■ Your assignment
Nothing but the text of the records should come back; copy it exactly and leave the pictures out.
-- Opening Marker --
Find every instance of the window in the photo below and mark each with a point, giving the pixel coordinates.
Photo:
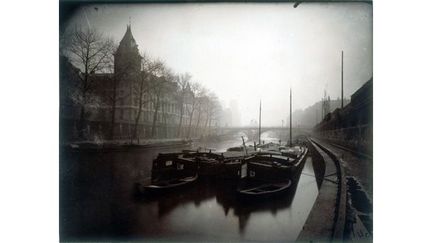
(180, 166)
(252, 173)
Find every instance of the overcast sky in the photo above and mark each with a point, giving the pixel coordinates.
(247, 52)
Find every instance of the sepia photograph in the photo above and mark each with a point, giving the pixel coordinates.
(216, 121)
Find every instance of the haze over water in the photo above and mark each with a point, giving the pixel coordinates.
(247, 52)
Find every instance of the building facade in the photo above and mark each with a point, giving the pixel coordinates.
(117, 111)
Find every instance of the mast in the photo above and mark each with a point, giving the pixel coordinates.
(290, 118)
(342, 81)
(259, 128)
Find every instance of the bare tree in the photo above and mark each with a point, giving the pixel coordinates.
(202, 98)
(183, 82)
(212, 107)
(161, 85)
(143, 87)
(195, 91)
(90, 51)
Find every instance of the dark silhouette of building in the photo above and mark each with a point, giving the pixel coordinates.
-- Closing Marker --
■ Answer section
Find every instance of the window in the photo below and mark each with a point, giving the pixel coordinates.
Photo:
(180, 166)
(252, 173)
Find every instance of the overcast sky in the photo above and mark each with a point, giving the pixel coordinates.
(247, 52)
Find every instance of the sepia photograph in the photo above and mark each with a point, giving the pixel coordinates.
(216, 121)
Find every instance of the haze over water in the photo above and mark each with a point, giving the pixel coordinates.
(247, 52)
Find every instance of the building facade in the photo above and mark each with a point, giving the pixel coordinates.
(117, 111)
Find every instance of the mast in the photo above and mark each with a point, giving the pixel coordinates.
(290, 118)
(342, 81)
(259, 128)
Find every instance of the bare tree in the photo above and mark each with a point, giving the pixel coordinates.
(202, 98)
(183, 82)
(212, 107)
(161, 85)
(143, 87)
(195, 91)
(90, 51)
Find every instance of the dark silhouette of building in the photo above and mark each with a point, giving the pixel coordinates.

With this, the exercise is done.